RECORDS »
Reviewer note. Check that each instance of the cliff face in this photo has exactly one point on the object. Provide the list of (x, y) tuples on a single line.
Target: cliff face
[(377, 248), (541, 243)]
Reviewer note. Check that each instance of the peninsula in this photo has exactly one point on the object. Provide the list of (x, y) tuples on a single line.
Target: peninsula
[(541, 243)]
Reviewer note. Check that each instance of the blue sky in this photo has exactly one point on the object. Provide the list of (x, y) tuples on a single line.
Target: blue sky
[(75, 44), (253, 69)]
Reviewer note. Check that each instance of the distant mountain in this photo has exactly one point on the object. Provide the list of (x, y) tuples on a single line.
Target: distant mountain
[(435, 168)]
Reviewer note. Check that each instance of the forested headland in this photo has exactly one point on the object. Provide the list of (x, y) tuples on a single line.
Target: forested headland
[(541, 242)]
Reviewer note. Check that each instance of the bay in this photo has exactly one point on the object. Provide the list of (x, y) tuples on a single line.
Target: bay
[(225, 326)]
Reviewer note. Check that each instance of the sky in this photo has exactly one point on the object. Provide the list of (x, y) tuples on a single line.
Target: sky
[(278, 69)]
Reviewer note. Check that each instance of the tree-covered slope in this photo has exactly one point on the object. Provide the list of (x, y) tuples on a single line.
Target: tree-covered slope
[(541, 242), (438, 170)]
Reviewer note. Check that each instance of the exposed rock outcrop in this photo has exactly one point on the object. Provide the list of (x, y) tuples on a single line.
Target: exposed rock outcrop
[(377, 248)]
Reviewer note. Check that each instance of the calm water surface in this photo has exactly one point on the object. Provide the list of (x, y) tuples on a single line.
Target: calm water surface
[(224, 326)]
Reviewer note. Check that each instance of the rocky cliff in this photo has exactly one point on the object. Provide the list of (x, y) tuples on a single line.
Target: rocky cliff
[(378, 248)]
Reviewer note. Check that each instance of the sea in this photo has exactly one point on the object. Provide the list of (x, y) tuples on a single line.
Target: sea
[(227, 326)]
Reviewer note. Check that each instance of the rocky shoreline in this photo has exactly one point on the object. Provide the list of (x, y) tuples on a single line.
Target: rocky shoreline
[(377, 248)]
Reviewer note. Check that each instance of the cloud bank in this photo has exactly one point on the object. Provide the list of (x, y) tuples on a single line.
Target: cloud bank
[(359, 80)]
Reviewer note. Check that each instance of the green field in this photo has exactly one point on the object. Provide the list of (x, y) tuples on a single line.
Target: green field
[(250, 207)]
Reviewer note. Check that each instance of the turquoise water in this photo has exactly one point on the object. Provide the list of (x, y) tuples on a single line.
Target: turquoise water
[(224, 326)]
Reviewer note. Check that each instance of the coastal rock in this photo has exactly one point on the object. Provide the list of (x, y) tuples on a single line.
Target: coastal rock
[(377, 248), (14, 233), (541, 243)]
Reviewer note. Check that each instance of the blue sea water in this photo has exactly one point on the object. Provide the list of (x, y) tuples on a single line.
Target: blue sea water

EXERCISE AIM » Rewrite the entries above from the line with "Reviewer note. Check that each instance of the distant" to the line with "[(278, 69)]", both included. Keep every line, and scale each x and y coordinate in the answer lists by 1.6, rounding to whole numbers with halves rounded up.

RESPONSE TO THE EXERCISE »
Reviewer note. Check that each instance of the distant mountain in this photo has exactly one point on the object. Provide the list of (x, y) tuples on a single line.
Target: distant mountain
[(696, 269)]
Reviewer note. Check that each instance of the forested headland in this photo has exactly one point on the object. Provide the list of (x, y) tuples on a single line.
Target: forested headland
[(866, 387)]
Reviewer note. Check that each instance of the bay in this photo has exactly one point on the object. Provide the list of (x, y) tuples on a single line.
Target: bay
[(360, 522)]
Reviewer note. Check that each instance of the sky in this photo has exactly one point on the object. Provide the list of (x, y) tuples on a single line.
Target: sky
[(445, 110)]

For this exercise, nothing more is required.